SELECTED EXTRACT
----------
The Changing Landscape of AI

However, times are rapidly changing. As the first wave of AI hype begins to fade, organisations are awakening to the realisation that real value lies in leveraging their proprietary data for use by developers in building new, innovative models. But the big question remains: How to capitalise on the value of the data without compromising on privacy, governance, and security?

Challenges of the Past

Traditionally, sharing data was the only means to harness its power for AI — with the attendant risks of privacy and compliance breaches. Organisations faced the dilemma of either centralising data or providing direct access and relinquishing control, therefore opening themselves up to security breaches and diminishing the value of their data.

The New Way Forward

Today, however, there is a new way to leverage data without sharing it. By treating data as a product and governing what type of computations can be brought to it, data can be commercialised, and securely made available for use by others. Techniques such as federated learning and computational governance make this possible.

Data custodians can now retain control of proprietary data within a secure environment while making it available for machine learning applications. This not only enables growth and scalability for custodian organisations but also ensures compliance with the growing wave of AI and ML regulations, such as the EU AI Act’s stringent data privacy requirements.

A Paradigm Shift in Innovation

This paradigm shift is ushering in a new era of innovation. Companies, once grappling with small, bespoke models trained on limited datasets, are now capitalising on increasingly commoditized foundational models pre-trained on extensive publicly available datasets. This approach, with federated learning and computational governance, addresses the historical challenge of data scarcity, empowering companies to unlock the full potential of their proprietary datasets.
----------
PROBLEMS TO SOLVE
**A.** Copy the stretch of the AI article from "This paradigm shift" through "their proprietary datasets.".
**B.** In the AI article, rewrite the paragraph that begins "Traditionally, sharing data" in fewer words, keeping its main facts.
The data that follows has no connection to the AI article.
----------
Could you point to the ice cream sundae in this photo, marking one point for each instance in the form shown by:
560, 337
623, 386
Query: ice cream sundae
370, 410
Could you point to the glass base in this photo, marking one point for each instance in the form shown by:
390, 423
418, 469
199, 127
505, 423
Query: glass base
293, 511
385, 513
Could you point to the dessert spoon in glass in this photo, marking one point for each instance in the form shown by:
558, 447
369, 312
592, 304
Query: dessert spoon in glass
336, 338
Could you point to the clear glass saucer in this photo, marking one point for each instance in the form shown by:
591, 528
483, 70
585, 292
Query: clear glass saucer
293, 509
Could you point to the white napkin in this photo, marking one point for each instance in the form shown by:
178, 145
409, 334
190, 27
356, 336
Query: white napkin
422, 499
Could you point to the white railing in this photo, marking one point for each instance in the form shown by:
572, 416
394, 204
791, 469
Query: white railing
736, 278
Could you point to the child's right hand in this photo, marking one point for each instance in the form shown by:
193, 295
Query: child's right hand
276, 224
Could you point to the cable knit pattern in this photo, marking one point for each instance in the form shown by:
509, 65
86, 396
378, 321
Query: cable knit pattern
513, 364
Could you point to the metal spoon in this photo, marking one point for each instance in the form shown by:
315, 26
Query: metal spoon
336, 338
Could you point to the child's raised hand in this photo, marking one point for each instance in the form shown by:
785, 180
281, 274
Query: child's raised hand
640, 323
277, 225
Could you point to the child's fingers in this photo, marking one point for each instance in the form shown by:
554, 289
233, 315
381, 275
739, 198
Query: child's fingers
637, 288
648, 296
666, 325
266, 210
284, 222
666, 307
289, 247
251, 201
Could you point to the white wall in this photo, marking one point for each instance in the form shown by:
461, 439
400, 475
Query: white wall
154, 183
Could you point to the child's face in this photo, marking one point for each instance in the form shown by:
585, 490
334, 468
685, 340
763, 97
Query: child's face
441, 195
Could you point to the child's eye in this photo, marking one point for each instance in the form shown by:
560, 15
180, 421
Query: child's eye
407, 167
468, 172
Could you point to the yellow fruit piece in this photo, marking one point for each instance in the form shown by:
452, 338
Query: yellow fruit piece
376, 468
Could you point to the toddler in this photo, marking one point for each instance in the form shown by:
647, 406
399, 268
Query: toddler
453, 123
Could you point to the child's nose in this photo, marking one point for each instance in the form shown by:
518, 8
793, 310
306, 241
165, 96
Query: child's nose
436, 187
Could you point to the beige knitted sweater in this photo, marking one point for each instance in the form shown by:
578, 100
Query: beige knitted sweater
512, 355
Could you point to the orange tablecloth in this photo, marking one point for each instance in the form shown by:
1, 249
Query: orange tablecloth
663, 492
----------
ANSWER SET
**A.**
This paradigm shift is ushering in a new era of innovation. Companies, once grappling with small, bespoke models trained on limited datasets, are now capitalising on increasingly commoditized foundational models pre-trained on extensive publicly available datasets. This approach, with federated learning and computational governance, addresses the historical challenge of data scarcity, empowering companies to unlock the full potential of their proprietary datasets.

**B.** In the past, data could only be used for AI by sharing it, which risked privacy and compliance breaches. Organizations had to either centralize their data or give direct access and lose control. Both choices exposed them to security breaches and reduced the value of their data.